▶ [Jouw opdracht]: Welke regels in de items hieronder bevatten het woord "tire"? Zoek ze op en neem elk van die regels ongewijzigd over.

***** Gevonden gegevens *****

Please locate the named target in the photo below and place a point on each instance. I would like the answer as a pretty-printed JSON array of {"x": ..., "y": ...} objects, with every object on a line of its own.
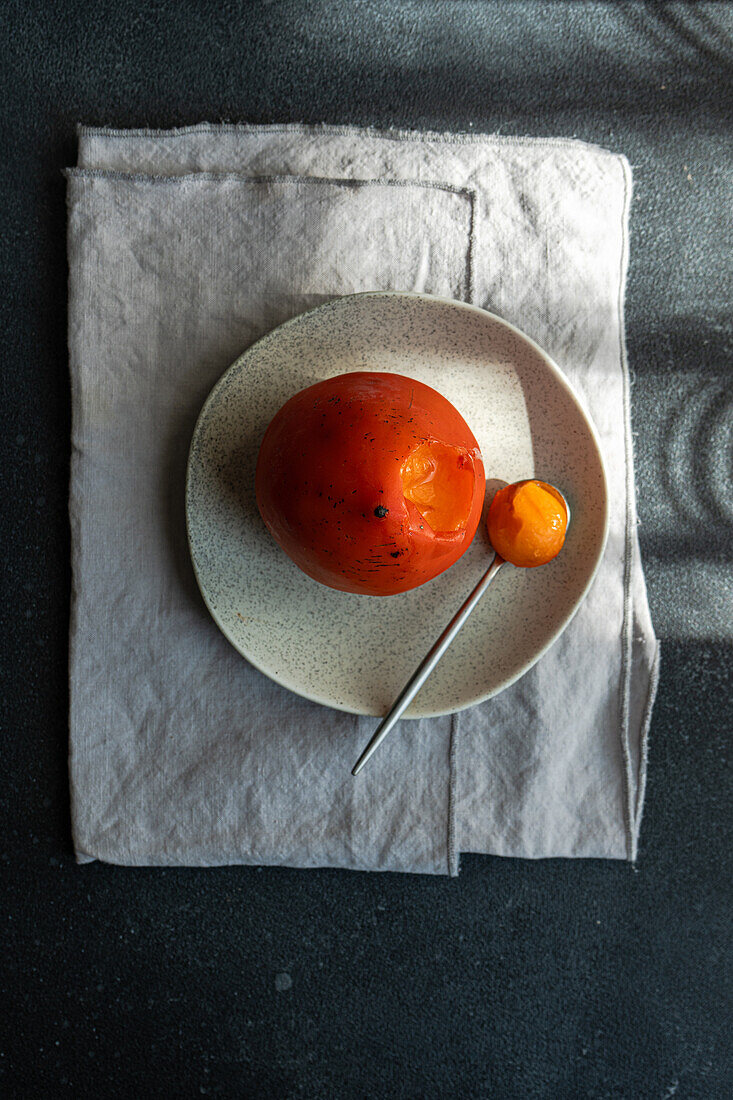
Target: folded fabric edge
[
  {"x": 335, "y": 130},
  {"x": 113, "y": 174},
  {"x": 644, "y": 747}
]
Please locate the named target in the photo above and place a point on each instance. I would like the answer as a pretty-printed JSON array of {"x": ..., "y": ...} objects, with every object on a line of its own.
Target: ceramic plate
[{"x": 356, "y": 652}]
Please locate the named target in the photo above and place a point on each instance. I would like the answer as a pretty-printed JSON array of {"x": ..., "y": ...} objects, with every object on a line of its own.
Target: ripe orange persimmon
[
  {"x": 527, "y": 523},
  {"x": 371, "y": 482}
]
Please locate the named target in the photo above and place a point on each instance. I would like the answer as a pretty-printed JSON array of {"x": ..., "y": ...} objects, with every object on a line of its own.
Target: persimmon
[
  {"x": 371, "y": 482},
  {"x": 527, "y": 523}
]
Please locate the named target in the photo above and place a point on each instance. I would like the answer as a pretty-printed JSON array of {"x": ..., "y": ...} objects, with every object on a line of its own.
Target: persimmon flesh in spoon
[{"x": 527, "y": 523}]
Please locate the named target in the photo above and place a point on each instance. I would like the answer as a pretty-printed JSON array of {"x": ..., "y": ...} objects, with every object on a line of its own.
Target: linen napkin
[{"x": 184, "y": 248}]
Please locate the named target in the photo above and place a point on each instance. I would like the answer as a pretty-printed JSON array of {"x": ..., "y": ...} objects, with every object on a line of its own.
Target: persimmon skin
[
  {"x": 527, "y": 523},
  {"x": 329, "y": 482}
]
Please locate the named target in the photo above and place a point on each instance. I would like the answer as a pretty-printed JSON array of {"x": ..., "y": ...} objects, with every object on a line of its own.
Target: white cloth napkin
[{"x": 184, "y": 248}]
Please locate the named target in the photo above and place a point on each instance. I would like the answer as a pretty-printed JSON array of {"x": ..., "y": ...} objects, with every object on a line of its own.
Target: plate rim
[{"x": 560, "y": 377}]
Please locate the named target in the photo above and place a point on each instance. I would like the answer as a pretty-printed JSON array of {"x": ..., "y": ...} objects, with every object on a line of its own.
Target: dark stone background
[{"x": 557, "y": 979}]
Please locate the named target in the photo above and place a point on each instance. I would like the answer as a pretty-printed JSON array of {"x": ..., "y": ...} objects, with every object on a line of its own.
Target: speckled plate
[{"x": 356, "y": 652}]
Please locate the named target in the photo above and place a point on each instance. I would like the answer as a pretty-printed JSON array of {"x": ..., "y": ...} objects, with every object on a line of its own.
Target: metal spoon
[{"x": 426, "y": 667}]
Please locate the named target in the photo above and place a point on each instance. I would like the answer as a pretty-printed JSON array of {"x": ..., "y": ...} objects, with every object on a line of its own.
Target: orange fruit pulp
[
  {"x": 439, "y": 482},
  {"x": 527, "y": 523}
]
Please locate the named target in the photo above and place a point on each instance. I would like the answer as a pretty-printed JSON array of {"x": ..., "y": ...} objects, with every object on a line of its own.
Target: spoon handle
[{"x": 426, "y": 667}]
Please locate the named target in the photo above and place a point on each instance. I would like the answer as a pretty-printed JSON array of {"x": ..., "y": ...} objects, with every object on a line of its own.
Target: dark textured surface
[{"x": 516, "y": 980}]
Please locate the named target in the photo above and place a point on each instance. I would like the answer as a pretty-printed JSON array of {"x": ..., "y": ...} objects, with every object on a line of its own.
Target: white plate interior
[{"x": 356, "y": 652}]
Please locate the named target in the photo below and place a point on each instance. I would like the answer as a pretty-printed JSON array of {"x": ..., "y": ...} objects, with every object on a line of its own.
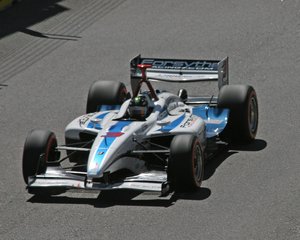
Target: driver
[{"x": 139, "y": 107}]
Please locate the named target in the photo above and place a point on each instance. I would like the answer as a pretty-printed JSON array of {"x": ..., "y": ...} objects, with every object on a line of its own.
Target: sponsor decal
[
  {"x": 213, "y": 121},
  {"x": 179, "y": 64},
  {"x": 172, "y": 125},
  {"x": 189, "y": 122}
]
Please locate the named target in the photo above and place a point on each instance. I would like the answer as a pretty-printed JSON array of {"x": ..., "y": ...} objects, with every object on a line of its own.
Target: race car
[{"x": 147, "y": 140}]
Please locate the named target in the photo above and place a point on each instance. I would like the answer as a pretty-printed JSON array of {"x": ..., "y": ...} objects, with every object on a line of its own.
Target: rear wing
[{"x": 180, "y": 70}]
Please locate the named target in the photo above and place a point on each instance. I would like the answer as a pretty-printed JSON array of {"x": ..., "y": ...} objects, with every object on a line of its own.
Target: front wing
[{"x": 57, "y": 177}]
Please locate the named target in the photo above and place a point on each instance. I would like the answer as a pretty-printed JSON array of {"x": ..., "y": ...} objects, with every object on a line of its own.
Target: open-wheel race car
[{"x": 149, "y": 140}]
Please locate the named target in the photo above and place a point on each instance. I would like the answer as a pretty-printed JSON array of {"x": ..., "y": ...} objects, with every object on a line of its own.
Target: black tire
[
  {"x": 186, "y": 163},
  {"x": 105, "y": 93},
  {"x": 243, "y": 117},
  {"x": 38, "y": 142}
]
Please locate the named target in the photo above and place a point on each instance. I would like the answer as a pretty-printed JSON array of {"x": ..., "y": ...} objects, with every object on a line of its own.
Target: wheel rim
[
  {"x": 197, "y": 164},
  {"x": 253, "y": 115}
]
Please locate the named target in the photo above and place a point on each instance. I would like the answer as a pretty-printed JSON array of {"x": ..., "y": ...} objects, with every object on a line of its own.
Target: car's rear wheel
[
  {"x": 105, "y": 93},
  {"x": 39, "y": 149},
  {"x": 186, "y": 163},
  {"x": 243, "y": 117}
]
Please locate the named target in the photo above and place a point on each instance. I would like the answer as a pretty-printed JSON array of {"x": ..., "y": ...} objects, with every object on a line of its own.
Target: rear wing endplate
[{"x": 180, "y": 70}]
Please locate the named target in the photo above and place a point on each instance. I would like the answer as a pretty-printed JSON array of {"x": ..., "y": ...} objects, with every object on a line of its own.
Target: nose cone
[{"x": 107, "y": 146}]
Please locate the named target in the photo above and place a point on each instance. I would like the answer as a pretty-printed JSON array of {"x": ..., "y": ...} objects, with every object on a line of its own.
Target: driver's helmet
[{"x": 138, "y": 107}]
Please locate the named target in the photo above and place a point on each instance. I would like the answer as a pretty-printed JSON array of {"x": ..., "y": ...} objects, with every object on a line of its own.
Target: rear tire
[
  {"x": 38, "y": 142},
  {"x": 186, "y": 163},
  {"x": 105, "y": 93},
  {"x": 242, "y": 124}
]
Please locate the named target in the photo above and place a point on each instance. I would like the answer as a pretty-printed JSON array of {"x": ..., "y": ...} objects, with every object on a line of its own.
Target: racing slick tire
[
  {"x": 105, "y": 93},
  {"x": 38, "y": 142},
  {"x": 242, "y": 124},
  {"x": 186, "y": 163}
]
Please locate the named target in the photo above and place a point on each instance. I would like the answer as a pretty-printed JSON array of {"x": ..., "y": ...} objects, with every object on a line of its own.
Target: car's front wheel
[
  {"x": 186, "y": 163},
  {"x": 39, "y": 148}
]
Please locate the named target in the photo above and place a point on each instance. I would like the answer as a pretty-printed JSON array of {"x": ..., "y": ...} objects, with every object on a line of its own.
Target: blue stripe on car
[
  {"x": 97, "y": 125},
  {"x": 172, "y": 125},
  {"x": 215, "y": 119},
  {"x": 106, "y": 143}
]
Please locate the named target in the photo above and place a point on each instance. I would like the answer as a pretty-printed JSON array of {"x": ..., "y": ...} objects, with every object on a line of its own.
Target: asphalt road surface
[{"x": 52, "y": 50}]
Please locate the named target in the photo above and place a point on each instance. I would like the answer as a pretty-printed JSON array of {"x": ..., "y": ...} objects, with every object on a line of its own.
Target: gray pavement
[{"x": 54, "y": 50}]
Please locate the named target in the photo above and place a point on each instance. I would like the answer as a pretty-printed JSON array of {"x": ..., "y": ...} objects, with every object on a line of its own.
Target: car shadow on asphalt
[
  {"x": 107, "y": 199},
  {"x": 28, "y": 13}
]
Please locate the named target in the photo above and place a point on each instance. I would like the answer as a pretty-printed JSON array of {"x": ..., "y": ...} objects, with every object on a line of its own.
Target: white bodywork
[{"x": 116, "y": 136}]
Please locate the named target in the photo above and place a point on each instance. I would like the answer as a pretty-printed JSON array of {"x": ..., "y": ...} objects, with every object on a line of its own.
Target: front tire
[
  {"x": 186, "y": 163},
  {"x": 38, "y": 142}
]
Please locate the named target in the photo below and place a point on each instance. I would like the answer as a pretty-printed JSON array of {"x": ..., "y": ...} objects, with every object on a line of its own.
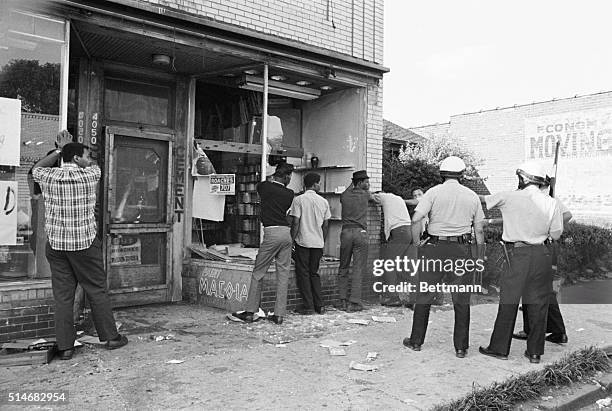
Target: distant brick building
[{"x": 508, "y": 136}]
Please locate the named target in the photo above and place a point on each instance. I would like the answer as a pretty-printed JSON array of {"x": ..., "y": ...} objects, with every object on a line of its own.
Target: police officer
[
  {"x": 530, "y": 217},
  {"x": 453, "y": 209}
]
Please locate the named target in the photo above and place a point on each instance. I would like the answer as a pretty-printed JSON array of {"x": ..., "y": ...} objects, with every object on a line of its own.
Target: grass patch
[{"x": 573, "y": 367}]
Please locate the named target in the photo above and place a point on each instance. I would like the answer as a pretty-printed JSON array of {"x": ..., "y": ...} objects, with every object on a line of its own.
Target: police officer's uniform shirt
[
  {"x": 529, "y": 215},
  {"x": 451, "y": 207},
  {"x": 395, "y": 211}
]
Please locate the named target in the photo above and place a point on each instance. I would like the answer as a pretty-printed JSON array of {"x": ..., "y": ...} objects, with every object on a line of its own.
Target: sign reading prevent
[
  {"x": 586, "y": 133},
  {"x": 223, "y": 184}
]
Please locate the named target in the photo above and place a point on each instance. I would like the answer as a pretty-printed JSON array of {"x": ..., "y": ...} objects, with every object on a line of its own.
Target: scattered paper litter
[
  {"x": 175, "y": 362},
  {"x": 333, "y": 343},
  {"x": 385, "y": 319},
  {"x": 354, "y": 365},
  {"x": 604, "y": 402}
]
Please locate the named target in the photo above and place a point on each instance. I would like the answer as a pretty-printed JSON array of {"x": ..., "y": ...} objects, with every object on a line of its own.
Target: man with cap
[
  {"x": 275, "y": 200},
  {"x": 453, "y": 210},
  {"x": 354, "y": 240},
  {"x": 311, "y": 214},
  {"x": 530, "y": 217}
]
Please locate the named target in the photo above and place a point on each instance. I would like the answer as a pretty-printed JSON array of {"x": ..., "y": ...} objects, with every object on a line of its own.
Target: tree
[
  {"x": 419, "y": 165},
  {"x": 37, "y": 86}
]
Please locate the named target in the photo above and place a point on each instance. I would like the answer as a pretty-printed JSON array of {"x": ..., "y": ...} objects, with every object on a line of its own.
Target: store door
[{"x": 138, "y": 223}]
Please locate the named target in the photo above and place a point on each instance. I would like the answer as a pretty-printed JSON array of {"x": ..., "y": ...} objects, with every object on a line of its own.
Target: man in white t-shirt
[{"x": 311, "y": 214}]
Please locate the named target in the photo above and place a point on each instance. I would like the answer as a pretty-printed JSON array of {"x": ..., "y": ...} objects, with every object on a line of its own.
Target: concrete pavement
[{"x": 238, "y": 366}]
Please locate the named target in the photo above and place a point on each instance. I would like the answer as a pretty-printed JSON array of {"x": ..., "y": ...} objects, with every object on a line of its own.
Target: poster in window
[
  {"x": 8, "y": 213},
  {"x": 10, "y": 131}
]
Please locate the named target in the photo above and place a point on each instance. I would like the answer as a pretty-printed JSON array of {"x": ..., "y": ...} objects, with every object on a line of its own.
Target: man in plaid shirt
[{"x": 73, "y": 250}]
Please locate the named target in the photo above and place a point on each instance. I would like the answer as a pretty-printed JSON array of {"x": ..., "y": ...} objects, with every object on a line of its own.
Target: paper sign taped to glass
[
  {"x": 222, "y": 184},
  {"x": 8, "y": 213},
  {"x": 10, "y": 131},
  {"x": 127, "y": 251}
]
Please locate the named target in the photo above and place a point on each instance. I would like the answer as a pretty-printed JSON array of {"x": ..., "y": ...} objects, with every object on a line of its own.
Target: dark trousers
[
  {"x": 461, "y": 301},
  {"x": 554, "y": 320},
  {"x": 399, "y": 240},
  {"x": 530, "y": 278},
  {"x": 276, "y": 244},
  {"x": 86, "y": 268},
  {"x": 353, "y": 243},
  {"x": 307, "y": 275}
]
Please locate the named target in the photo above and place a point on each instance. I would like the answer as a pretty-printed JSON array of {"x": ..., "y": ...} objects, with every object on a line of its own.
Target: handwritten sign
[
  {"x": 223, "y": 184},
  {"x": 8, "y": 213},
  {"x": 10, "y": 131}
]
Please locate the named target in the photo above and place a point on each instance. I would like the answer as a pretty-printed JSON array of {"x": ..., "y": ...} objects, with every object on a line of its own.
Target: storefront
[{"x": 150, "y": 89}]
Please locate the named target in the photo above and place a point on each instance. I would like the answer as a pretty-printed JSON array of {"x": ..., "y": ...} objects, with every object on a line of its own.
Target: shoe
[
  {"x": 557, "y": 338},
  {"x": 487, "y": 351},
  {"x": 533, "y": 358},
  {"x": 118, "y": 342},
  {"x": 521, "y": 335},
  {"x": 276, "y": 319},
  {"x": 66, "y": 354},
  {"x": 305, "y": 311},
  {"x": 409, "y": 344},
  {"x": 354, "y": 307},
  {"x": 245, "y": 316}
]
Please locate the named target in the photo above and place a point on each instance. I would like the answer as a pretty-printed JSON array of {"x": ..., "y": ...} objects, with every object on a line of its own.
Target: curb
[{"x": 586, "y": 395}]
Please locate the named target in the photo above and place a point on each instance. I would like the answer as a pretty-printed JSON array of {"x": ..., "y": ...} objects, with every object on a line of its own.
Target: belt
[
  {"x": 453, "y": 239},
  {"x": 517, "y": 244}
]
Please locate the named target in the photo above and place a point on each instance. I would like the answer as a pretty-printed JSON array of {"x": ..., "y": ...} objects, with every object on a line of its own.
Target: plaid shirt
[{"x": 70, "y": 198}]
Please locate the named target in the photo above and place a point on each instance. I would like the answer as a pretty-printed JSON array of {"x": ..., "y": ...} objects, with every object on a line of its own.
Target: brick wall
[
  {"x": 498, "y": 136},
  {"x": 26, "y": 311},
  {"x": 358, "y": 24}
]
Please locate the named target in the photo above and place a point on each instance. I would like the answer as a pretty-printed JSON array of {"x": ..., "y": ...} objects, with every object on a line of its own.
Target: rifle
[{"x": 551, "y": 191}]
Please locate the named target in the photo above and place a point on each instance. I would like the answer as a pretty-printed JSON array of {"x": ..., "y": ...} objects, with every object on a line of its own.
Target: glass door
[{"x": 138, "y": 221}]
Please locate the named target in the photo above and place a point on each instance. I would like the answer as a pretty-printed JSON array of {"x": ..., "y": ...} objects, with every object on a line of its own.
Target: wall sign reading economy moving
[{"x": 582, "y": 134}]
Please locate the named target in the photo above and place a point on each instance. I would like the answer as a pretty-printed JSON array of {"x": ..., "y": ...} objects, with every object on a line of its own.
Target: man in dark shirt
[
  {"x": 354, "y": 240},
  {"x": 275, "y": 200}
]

*****

▶ [Geschreven antwoord]:
Target: black tire
Target: rear tire
Target: racing slick tire
Target: front tire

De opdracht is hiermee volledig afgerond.